Box annotations for photos:

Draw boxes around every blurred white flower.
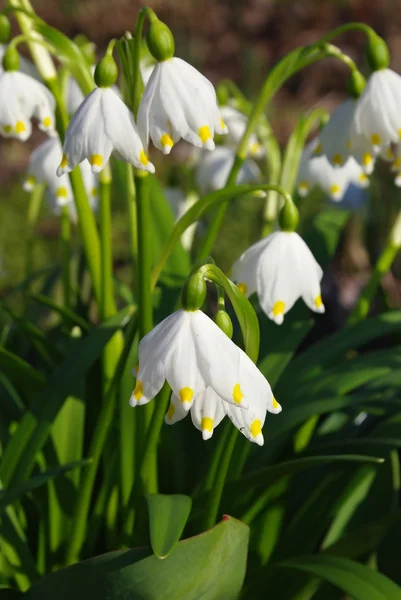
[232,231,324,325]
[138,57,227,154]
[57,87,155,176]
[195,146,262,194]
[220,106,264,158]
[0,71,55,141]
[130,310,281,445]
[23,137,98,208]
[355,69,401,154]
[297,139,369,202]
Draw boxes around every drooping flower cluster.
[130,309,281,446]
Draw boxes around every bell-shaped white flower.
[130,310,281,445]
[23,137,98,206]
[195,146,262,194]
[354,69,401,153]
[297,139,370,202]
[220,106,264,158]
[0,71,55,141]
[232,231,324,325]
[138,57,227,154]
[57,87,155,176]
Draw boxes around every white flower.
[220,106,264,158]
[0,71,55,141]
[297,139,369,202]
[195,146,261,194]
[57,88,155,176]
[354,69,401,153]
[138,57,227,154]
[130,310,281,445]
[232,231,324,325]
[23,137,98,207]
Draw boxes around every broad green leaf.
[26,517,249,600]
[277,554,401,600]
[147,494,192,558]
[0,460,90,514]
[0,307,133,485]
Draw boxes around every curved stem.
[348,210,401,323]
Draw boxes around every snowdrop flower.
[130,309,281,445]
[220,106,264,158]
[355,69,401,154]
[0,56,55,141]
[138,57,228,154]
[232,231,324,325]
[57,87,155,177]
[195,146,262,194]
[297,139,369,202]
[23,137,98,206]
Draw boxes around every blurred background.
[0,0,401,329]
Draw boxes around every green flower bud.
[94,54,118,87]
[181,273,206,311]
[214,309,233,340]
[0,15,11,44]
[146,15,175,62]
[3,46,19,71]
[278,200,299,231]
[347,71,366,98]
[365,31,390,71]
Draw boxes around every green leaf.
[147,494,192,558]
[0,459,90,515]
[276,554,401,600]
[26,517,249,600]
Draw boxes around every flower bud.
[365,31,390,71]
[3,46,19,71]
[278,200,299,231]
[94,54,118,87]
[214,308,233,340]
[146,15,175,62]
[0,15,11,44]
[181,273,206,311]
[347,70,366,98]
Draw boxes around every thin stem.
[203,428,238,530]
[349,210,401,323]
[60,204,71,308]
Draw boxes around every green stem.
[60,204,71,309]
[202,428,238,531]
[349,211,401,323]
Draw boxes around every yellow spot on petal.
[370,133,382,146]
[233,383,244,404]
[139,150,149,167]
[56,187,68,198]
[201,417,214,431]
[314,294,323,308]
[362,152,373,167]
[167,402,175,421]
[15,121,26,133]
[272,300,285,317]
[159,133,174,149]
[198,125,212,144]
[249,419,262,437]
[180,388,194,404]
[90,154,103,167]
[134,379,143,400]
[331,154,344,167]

*EXERCISE DETAILS*: Make a word-for-word copy of the entries, without any pictures.

*EXPECTED ANSWER*:
Draw boxes around every blurred white flower.
[232,231,324,325]
[138,57,227,154]
[57,87,155,176]
[195,146,262,194]
[220,106,264,158]
[0,71,55,141]
[130,310,281,445]
[23,137,98,208]
[355,69,401,154]
[297,139,369,202]
Draw boxes around every drooping flower cluster.
[130,309,281,446]
Draw boxes around every bell-shaped white flower.
[130,310,281,445]
[23,137,98,206]
[195,146,262,194]
[354,69,401,153]
[297,139,370,202]
[220,106,264,158]
[0,71,55,141]
[232,231,324,325]
[138,57,227,154]
[57,87,155,176]
Draw boxes around every white flower.
[220,106,264,158]
[0,71,55,141]
[297,139,369,202]
[195,146,261,194]
[57,88,155,176]
[354,69,401,153]
[138,57,227,154]
[130,310,281,445]
[232,231,324,325]
[23,137,98,207]
Draw boxes around every broad green leaf.
[26,517,249,600]
[277,554,401,600]
[147,494,192,558]
[0,460,90,514]
[0,307,133,485]
Draw boxes around every curved stem.
[348,210,401,323]
Draw boxes around every snowdrop flower.
[130,309,281,445]
[220,106,264,158]
[355,69,401,154]
[0,56,55,141]
[138,57,228,154]
[232,231,324,325]
[57,87,155,177]
[195,146,262,194]
[297,139,369,202]
[23,137,98,206]
Draw boxes around every blurred background.
[0,0,401,329]
Draw boxes around every green flower bud.
[94,54,118,87]
[181,273,206,311]
[214,309,233,340]
[0,15,11,44]
[146,15,175,62]
[3,46,19,71]
[278,200,299,231]
[347,71,366,98]
[365,31,390,71]
Draw boxes around every green leaf.
[147,494,192,558]
[0,459,90,515]
[276,554,401,600]
[26,517,249,600]
Draw boxes around every flower bud.
[365,31,390,71]
[3,46,19,71]
[278,200,299,231]
[94,54,118,87]
[214,308,233,340]
[146,15,175,62]
[0,15,11,44]
[181,273,206,311]
[347,70,366,98]
Draw boxes around every thin stem.
[203,428,238,530]
[349,210,401,323]
[60,204,71,308]
Draw boxes around every green stem.
[60,204,71,309]
[202,428,238,531]
[349,211,401,323]
Draw boxes around every yellow spot on petal.
[370,133,382,146]
[233,383,244,404]
[139,150,149,167]
[56,187,68,198]
[201,417,214,431]
[314,294,323,308]
[362,152,373,167]
[167,402,175,421]
[15,121,26,133]
[272,300,285,317]
[159,133,174,149]
[198,125,212,144]
[249,419,262,437]
[180,388,194,404]
[90,154,103,167]
[134,379,143,400]
[331,154,344,167]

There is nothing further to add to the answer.